=== Begin Enclosure ===

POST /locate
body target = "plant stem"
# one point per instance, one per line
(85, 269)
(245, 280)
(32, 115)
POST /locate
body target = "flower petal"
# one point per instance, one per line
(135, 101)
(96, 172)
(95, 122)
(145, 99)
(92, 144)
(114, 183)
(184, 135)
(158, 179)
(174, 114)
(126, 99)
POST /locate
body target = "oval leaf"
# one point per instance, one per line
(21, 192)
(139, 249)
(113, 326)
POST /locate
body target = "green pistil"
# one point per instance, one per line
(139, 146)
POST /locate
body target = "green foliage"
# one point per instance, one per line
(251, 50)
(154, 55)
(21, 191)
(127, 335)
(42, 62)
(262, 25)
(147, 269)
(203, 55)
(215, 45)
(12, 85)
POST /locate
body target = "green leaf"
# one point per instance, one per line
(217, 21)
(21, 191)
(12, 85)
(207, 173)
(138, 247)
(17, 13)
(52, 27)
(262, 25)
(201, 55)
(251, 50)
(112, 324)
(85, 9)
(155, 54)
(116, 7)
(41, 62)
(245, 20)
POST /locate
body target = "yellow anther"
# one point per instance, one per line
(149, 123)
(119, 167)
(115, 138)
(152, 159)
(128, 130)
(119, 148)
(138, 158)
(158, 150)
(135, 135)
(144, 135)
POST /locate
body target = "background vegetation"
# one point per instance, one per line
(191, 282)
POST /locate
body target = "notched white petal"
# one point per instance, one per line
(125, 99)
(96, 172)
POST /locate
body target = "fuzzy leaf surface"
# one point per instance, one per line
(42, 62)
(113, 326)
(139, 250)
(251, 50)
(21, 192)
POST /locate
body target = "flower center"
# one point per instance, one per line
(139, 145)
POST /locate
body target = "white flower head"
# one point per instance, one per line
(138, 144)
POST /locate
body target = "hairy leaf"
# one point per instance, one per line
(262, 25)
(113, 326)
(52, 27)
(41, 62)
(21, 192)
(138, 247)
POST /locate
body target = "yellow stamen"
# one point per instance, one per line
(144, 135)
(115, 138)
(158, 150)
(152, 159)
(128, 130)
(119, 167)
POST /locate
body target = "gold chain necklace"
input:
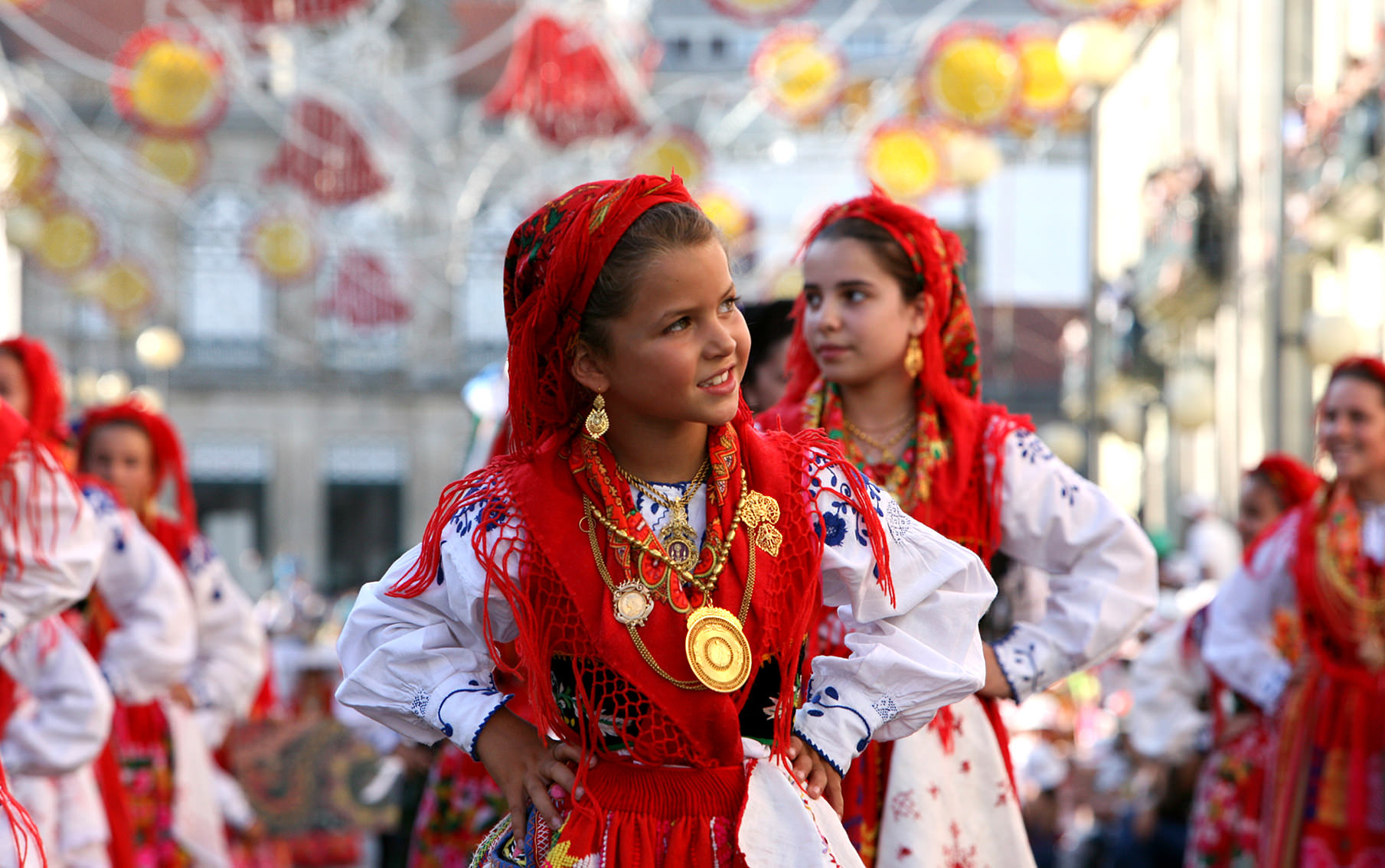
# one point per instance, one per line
(678, 537)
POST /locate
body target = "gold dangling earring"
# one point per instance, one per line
(914, 357)
(597, 421)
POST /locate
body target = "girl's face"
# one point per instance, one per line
(123, 457)
(679, 354)
(14, 385)
(856, 321)
(1352, 429)
(1259, 508)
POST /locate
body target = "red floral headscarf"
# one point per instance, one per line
(168, 464)
(44, 390)
(551, 266)
(950, 417)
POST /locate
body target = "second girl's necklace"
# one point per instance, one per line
(678, 537)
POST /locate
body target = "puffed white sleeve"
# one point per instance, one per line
(1168, 681)
(51, 547)
(64, 722)
(230, 659)
(907, 659)
(1239, 644)
(155, 641)
(420, 665)
(1102, 573)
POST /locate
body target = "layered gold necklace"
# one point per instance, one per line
(676, 536)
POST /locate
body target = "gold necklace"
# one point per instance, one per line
(678, 537)
(884, 448)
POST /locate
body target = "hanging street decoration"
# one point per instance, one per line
(126, 291)
(560, 79)
(905, 158)
(676, 150)
(1044, 92)
(325, 157)
(169, 80)
(364, 295)
(68, 243)
(27, 159)
(799, 71)
(283, 246)
(292, 11)
(762, 13)
(972, 77)
(179, 161)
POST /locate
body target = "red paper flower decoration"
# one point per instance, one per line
(364, 295)
(325, 157)
(560, 79)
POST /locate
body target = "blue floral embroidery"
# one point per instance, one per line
(831, 694)
(1031, 448)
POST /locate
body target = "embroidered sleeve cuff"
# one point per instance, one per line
(1024, 661)
(460, 706)
(834, 727)
(1272, 686)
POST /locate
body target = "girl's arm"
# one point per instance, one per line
(1102, 576)
(907, 659)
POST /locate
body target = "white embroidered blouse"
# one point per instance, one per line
(420, 665)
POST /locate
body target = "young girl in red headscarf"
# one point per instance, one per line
(658, 564)
(884, 359)
(135, 450)
(1326, 561)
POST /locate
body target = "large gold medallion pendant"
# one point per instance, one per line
(632, 604)
(717, 650)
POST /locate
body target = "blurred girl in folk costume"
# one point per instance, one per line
(884, 359)
(137, 626)
(658, 564)
(1326, 560)
(136, 450)
(51, 550)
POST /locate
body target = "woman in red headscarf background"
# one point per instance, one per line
(164, 744)
(658, 564)
(1326, 561)
(1174, 695)
(885, 361)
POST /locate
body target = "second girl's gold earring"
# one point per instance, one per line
(597, 421)
(914, 357)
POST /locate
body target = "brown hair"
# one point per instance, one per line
(883, 246)
(671, 226)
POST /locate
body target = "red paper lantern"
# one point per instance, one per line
(364, 295)
(560, 79)
(325, 157)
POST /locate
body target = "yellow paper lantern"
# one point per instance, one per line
(178, 161)
(27, 161)
(68, 241)
(906, 159)
(972, 77)
(126, 289)
(1044, 89)
(726, 212)
(171, 80)
(799, 71)
(283, 246)
(678, 150)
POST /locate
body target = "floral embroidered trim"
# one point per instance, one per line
(820, 752)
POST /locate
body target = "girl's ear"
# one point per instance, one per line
(589, 368)
(920, 311)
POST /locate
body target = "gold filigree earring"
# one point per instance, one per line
(914, 357)
(597, 421)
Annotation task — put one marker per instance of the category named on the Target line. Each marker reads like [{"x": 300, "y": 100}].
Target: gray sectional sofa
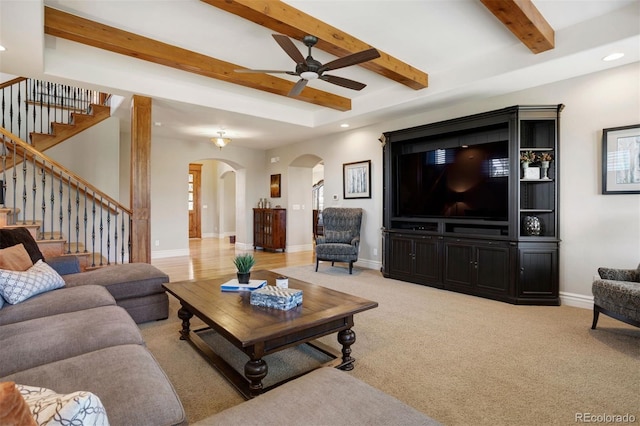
[{"x": 77, "y": 339}]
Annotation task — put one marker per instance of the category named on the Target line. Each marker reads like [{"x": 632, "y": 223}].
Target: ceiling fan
[{"x": 310, "y": 69}]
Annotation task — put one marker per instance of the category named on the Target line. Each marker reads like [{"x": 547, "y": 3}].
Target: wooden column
[{"x": 141, "y": 179}]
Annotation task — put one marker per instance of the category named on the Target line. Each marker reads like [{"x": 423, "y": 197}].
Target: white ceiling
[{"x": 466, "y": 51}]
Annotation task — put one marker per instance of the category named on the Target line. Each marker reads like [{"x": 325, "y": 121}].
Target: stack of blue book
[
  {"x": 234, "y": 285},
  {"x": 279, "y": 298}
]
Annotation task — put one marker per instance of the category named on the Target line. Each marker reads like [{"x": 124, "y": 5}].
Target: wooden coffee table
[{"x": 260, "y": 331}]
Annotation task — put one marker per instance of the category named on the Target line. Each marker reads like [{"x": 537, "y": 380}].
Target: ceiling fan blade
[
  {"x": 344, "y": 82},
  {"x": 353, "y": 59},
  {"x": 297, "y": 88},
  {"x": 287, "y": 45},
  {"x": 248, "y": 71}
]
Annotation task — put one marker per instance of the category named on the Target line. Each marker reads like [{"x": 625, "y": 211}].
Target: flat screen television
[{"x": 471, "y": 182}]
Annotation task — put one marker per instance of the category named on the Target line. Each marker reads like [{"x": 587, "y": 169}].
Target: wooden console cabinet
[
  {"x": 506, "y": 258},
  {"x": 270, "y": 229}
]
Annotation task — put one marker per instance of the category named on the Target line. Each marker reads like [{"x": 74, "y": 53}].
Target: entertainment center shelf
[{"x": 461, "y": 213}]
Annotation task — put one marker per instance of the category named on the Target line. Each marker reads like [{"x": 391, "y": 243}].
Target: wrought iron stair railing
[
  {"x": 30, "y": 106},
  {"x": 44, "y": 194}
]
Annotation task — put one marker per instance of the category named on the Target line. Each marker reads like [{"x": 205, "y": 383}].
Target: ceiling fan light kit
[
  {"x": 220, "y": 141},
  {"x": 311, "y": 69}
]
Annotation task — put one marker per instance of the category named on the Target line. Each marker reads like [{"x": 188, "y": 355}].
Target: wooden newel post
[{"x": 140, "y": 179}]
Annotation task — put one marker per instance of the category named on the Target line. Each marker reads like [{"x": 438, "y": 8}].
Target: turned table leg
[
  {"x": 347, "y": 338},
  {"x": 255, "y": 370},
  {"x": 185, "y": 316}
]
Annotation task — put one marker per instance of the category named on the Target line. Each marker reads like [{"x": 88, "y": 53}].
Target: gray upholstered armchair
[
  {"x": 617, "y": 294},
  {"x": 341, "y": 239}
]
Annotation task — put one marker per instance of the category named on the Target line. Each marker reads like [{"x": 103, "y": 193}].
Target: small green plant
[
  {"x": 546, "y": 156},
  {"x": 244, "y": 262},
  {"x": 528, "y": 157}
]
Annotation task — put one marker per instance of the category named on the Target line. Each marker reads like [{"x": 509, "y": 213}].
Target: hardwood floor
[{"x": 211, "y": 257}]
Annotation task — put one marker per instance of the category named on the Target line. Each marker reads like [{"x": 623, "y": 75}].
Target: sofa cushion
[
  {"x": 15, "y": 258},
  {"x": 56, "y": 302},
  {"x": 132, "y": 387},
  {"x": 17, "y": 286},
  {"x": 326, "y": 396},
  {"x": 124, "y": 280},
  {"x": 52, "y": 409},
  {"x": 12, "y": 236},
  {"x": 28, "y": 344},
  {"x": 13, "y": 408}
]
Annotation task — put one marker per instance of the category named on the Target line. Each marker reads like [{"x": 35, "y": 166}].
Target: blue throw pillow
[
  {"x": 64, "y": 265},
  {"x": 18, "y": 286}
]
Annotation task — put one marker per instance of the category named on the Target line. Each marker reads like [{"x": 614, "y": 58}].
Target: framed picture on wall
[
  {"x": 275, "y": 186},
  {"x": 356, "y": 178},
  {"x": 621, "y": 160}
]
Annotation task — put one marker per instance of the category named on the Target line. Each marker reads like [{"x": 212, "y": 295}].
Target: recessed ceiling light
[{"x": 613, "y": 56}]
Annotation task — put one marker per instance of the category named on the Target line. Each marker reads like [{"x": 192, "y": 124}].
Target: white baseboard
[
  {"x": 159, "y": 254},
  {"x": 299, "y": 248},
  {"x": 369, "y": 264},
  {"x": 576, "y": 300}
]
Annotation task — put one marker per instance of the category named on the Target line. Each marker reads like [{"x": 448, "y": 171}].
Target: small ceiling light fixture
[
  {"x": 613, "y": 56},
  {"x": 221, "y": 142}
]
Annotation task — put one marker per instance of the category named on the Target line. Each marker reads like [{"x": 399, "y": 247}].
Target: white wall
[
  {"x": 596, "y": 230},
  {"x": 94, "y": 156},
  {"x": 169, "y": 168}
]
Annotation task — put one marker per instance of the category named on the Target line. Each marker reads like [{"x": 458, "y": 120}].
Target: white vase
[{"x": 545, "y": 169}]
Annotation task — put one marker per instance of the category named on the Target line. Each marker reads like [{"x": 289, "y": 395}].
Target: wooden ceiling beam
[
  {"x": 287, "y": 20},
  {"x": 525, "y": 21},
  {"x": 71, "y": 27}
]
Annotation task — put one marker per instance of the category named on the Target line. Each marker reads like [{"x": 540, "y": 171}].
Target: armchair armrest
[{"x": 632, "y": 275}]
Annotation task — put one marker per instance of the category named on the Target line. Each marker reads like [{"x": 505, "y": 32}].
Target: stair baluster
[{"x": 93, "y": 230}]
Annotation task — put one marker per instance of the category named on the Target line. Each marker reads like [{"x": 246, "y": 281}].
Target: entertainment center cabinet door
[
  {"x": 477, "y": 267},
  {"x": 416, "y": 258},
  {"x": 538, "y": 274}
]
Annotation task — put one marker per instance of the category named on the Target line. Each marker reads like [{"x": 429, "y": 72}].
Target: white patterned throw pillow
[
  {"x": 77, "y": 408},
  {"x": 17, "y": 286}
]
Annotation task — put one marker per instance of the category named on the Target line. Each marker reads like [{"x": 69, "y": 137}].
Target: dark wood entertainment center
[{"x": 457, "y": 239}]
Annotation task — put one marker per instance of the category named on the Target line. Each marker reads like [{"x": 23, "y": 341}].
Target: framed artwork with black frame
[
  {"x": 356, "y": 178},
  {"x": 621, "y": 160},
  {"x": 275, "y": 186}
]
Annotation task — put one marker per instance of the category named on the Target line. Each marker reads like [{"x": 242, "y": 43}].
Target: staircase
[
  {"x": 64, "y": 213},
  {"x": 63, "y": 131}
]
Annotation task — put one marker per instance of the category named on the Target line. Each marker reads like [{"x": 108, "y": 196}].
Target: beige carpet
[{"x": 460, "y": 359}]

=== End Enclosure ===

When a line in the records above contains the word "background", copy it.

body target = "background vegetation"
body target = "woman in red headscarf background"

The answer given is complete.